For years, left tackle was viewed as the premium position along the offensive line, but center has started to emerge in a similar light, and the Eagles are certainly one of the teams to feel that way. Now, the team has the keystone of that unit locked up for a long time.
"When you talk about the center, it's really the leader of your offensive line," Roseman said. "It's the quarterback of your offensive line and there's so much responsibility on that position's shoulders. The way we look at it, it doesn't get much more important than the guy who's handling the football every play. When you talk about all the traits that he has, his fit in this offense, his fit in this building, I come down to breakfast every day and he's here, he's working – It's February – and it's because he loves to be here. He loves the game of football. He has incredible passion for this city, for this football team, and then he's explosive. He's got traits in his body, what kind of player he is, and you put all those things together and that's what we want. That's what we're trying to build a team on."
It has been quite the journey for Kelce to make it to this point. Though undersized at about 6-foot-3 and 280 pounds, he had one of the most remarkable NFL Scouting Combine performances for an offensive lineman in history. Kelce's testing, along with the tape to back it up, greatly appealed to then-offensive line coach Howard Mudd, who, in his first season with the Eagles, was looking for the next Jeff Saturday. Kelce fit the bill from an athletic and intelligence standpoint and impressed teams in interviews, as well.
The Eagles selected Kelce in the sixth round (191st overall) of the 2011 NFL Draft out of Cincinnati, and he wasted no time making his mark. He won the starting center job over veteran incumbent Jamaal Jackson in Training Camp and helped pave the way for running back LeSean McCoy to break the franchise record for single-season rushing touchdowns with 17. On a line that featured a host of veterans, Kelce emerged as a leader and showed he could be one of the best at his position in the league.

▶ [WORK INSTRUCTIONS]
Continue the passage about Kelce and the Eagles' view of the center position, starting after its last sentence.

▶ [DATA SHOWN]

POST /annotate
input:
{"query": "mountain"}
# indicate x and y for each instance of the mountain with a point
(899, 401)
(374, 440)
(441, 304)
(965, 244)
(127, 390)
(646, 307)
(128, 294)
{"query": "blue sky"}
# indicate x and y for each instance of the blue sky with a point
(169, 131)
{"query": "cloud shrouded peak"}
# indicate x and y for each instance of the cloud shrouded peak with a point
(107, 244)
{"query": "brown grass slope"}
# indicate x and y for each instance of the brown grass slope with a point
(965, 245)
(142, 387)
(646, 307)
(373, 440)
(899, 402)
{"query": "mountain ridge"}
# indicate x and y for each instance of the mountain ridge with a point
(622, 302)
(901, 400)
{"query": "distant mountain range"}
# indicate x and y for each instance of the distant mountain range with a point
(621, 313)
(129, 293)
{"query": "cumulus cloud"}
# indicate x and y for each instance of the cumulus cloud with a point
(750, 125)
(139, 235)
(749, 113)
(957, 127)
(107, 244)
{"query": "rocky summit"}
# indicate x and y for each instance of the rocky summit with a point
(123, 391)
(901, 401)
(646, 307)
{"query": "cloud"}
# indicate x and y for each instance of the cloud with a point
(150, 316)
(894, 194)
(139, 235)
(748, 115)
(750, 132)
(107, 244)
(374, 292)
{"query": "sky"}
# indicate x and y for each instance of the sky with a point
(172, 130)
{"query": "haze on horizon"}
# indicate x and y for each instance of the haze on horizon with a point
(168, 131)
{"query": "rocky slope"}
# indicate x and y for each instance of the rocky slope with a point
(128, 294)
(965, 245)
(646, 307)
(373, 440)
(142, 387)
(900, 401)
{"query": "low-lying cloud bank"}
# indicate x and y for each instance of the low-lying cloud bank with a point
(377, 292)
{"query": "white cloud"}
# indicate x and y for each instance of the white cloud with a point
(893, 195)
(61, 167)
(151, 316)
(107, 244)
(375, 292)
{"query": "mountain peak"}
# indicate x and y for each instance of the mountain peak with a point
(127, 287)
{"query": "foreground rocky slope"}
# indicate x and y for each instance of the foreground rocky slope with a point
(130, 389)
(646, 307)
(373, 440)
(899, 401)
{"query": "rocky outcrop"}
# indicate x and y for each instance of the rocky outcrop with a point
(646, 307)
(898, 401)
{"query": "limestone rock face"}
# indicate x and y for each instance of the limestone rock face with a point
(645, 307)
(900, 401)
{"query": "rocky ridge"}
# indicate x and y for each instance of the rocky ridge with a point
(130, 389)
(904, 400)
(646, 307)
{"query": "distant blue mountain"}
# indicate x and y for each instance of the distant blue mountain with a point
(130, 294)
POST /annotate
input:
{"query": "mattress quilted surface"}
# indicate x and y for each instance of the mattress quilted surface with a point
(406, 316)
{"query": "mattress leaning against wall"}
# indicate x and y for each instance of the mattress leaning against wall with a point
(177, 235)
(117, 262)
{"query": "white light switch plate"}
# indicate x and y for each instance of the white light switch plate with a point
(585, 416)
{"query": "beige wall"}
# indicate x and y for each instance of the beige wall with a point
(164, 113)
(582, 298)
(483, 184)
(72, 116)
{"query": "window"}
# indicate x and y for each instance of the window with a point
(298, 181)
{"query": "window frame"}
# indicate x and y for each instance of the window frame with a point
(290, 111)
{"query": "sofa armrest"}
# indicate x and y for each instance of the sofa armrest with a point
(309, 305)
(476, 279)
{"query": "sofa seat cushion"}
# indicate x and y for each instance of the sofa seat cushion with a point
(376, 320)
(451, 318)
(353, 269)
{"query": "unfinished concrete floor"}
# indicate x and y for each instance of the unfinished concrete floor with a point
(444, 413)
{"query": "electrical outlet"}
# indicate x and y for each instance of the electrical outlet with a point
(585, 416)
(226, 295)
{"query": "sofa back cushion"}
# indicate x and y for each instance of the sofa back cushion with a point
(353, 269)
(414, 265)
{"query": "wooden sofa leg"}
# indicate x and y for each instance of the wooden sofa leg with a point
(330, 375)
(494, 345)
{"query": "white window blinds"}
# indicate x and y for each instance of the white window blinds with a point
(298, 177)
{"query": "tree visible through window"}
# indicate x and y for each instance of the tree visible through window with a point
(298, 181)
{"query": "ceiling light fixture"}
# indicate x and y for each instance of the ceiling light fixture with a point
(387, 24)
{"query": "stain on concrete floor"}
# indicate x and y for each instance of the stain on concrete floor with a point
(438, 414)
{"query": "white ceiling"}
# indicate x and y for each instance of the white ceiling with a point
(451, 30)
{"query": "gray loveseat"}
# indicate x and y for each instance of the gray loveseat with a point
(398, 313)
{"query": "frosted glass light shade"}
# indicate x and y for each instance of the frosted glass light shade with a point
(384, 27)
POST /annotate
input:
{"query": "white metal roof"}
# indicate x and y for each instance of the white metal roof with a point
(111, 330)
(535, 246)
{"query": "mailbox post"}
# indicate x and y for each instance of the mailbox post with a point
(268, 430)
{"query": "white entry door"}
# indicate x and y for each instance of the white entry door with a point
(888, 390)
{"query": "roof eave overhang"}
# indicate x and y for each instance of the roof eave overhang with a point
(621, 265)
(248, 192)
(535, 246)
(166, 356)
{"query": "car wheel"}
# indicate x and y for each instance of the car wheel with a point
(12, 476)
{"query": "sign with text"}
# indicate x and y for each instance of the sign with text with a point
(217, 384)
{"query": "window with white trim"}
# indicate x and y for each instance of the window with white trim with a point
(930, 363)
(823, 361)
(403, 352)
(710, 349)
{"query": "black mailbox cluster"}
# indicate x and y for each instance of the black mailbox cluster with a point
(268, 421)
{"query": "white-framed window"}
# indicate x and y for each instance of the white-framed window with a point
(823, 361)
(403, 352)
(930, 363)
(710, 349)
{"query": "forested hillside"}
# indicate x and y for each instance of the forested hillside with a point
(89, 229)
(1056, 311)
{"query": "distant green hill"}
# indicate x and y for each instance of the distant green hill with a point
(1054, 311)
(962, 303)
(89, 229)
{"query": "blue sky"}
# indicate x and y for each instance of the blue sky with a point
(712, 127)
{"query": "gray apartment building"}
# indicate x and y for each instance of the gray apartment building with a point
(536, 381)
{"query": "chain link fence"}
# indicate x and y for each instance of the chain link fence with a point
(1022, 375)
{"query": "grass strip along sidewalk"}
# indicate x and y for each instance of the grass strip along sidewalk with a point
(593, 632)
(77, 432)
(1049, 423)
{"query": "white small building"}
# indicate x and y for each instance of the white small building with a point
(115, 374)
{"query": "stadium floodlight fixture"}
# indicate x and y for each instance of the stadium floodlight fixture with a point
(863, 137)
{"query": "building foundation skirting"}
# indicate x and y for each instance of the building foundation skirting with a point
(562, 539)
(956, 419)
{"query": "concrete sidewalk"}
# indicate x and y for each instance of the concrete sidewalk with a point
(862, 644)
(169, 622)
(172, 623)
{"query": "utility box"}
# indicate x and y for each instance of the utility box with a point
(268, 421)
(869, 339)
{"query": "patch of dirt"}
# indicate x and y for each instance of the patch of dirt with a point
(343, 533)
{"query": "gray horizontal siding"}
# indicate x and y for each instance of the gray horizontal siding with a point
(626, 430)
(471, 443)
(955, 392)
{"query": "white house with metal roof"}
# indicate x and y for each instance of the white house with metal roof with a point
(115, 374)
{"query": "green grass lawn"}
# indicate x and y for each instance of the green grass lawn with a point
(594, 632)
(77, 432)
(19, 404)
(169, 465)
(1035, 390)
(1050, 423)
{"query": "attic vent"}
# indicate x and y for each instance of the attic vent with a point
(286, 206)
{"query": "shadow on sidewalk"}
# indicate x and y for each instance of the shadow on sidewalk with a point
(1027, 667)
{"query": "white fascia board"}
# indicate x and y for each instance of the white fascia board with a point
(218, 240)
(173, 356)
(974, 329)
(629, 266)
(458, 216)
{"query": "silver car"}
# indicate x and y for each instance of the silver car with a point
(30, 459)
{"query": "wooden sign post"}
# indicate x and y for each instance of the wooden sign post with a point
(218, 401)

▶ [ANSWER TO THE EXERCISE]
Heading in the 2012 season, Kelce appeared poised to build on his encouraging rookie season. In the home opener – the second game of the season – against the Baltimore Ravens, however, Kelce's season was ended prematurely when he suffered a torn ACL. The offensive line, which was already without All-Pro tackle Jason Peters because of a torn Achilles' tendon, struggled mightily without its leader in the middle and was a major reason for the team's poor performance as a whole.
Kelce attacked his rehab vigorously and was 100 percent healthy and ready to participate in Training Camp last summer, the first under new head coach Chip Kelly. The center, now listed at 295 pounds, picked up right where he left off and reestablished himself as one of the NFL's preeminent centers. As the season went on, he started to trust his knee more and more and that trademark athletic ability – combined with his naturally nasty on-field demeanor – displayed itself whenever he was asked to block in space and move to the second level.
Now, as Kelce enters his second full year in Kelly's program, he is exceedingly optimistic about the direction of the franchise – and he knows his fellow teammates are, too.
"I haven't been this excited for a football season since I can remember," Kelce said. "With the way we ended it, with the way everything looks like it's headed, the genuine enthusiasm that everybody has. This is an exciting time to be a Philadelphia Eagle."